What to work on =>
Copy every record exactly.

Data records:

=== Section Start ===

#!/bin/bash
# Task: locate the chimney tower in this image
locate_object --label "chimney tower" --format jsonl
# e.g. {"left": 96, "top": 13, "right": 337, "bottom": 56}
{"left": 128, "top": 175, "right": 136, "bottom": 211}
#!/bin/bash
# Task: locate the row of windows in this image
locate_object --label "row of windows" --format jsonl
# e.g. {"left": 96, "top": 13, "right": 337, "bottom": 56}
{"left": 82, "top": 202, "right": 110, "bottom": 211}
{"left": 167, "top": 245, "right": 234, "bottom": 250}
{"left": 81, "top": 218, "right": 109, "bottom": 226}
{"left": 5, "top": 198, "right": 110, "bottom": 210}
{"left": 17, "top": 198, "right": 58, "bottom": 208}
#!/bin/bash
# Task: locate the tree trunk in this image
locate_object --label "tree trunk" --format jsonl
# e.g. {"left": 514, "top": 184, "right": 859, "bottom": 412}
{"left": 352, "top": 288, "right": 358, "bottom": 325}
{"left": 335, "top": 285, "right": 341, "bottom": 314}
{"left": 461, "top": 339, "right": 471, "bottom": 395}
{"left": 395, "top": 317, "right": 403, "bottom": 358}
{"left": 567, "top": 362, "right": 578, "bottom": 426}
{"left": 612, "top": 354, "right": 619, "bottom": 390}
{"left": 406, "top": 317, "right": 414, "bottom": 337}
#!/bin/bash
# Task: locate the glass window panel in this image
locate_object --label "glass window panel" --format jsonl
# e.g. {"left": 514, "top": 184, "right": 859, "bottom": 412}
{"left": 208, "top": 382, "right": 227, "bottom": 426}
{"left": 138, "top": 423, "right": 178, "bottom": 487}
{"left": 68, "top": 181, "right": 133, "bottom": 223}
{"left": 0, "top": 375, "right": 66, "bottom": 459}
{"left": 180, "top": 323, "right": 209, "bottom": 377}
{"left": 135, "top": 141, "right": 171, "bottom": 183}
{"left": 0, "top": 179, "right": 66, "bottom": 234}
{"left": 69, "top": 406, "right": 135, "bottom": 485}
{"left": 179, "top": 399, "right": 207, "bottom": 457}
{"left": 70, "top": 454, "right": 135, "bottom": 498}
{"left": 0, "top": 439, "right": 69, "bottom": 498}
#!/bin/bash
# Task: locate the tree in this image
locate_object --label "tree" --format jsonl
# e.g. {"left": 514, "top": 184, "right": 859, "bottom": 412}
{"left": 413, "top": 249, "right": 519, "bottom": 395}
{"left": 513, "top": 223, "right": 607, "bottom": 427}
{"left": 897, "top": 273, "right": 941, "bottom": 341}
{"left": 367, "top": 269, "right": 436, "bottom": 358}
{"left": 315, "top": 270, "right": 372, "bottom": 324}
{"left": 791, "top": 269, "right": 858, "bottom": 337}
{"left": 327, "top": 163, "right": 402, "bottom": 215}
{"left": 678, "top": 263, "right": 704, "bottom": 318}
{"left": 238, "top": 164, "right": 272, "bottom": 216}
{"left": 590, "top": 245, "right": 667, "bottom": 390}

=== Section End ===

Written answer =>
#!/bin/bash
# Task: locate the chimney tower in this image
locate_object --label "chimney tower" --format jsonl
# e.g. {"left": 96, "top": 13, "right": 337, "bottom": 56}
{"left": 128, "top": 175, "right": 136, "bottom": 211}
#!/bin/bash
# Task: locate the row of windows in this image
locate_object --label "row of windows" --format jsonl
# e.g. {"left": 96, "top": 13, "right": 337, "bottom": 56}
{"left": 82, "top": 202, "right": 110, "bottom": 211}
{"left": 167, "top": 245, "right": 234, "bottom": 250}
{"left": 81, "top": 218, "right": 109, "bottom": 226}
{"left": 5, "top": 198, "right": 110, "bottom": 210}
{"left": 17, "top": 198, "right": 58, "bottom": 208}
#!/bin/bash
# Task: locate the tree trunk in this image
locate_object --label "tree trunk" --format jsonl
# e.g. {"left": 514, "top": 184, "right": 859, "bottom": 412}
{"left": 352, "top": 288, "right": 358, "bottom": 325}
{"left": 335, "top": 285, "right": 341, "bottom": 314}
{"left": 461, "top": 339, "right": 471, "bottom": 395}
{"left": 395, "top": 317, "right": 403, "bottom": 358}
{"left": 567, "top": 362, "right": 578, "bottom": 426}
{"left": 612, "top": 354, "right": 619, "bottom": 390}
{"left": 406, "top": 317, "right": 414, "bottom": 337}
#!/bin/bash
# Task: locate the glass window panel in this image
locate_object --label "glass window panel" --format jsonl
# e.g. {"left": 514, "top": 184, "right": 859, "bottom": 412}
{"left": 208, "top": 382, "right": 227, "bottom": 426}
{"left": 138, "top": 423, "right": 178, "bottom": 487}
{"left": 68, "top": 181, "right": 133, "bottom": 223}
{"left": 0, "top": 375, "right": 66, "bottom": 459}
{"left": 180, "top": 323, "right": 209, "bottom": 377}
{"left": 135, "top": 141, "right": 171, "bottom": 183}
{"left": 0, "top": 179, "right": 66, "bottom": 234}
{"left": 69, "top": 406, "right": 135, "bottom": 485}
{"left": 179, "top": 399, "right": 207, "bottom": 457}
{"left": 70, "top": 454, "right": 135, "bottom": 498}
{"left": 0, "top": 439, "right": 69, "bottom": 498}
#!/bin/bash
# Task: locate the tree in this image
locate_object --label "tree" --format jsonl
# e.g. {"left": 514, "top": 184, "right": 859, "bottom": 412}
{"left": 413, "top": 249, "right": 519, "bottom": 395}
{"left": 513, "top": 223, "right": 607, "bottom": 427}
{"left": 897, "top": 273, "right": 941, "bottom": 341}
{"left": 367, "top": 269, "right": 436, "bottom": 358}
{"left": 315, "top": 270, "right": 372, "bottom": 324}
{"left": 791, "top": 269, "right": 858, "bottom": 337}
{"left": 327, "top": 163, "right": 402, "bottom": 215}
{"left": 678, "top": 263, "right": 704, "bottom": 318}
{"left": 238, "top": 164, "right": 272, "bottom": 216}
{"left": 590, "top": 245, "right": 667, "bottom": 390}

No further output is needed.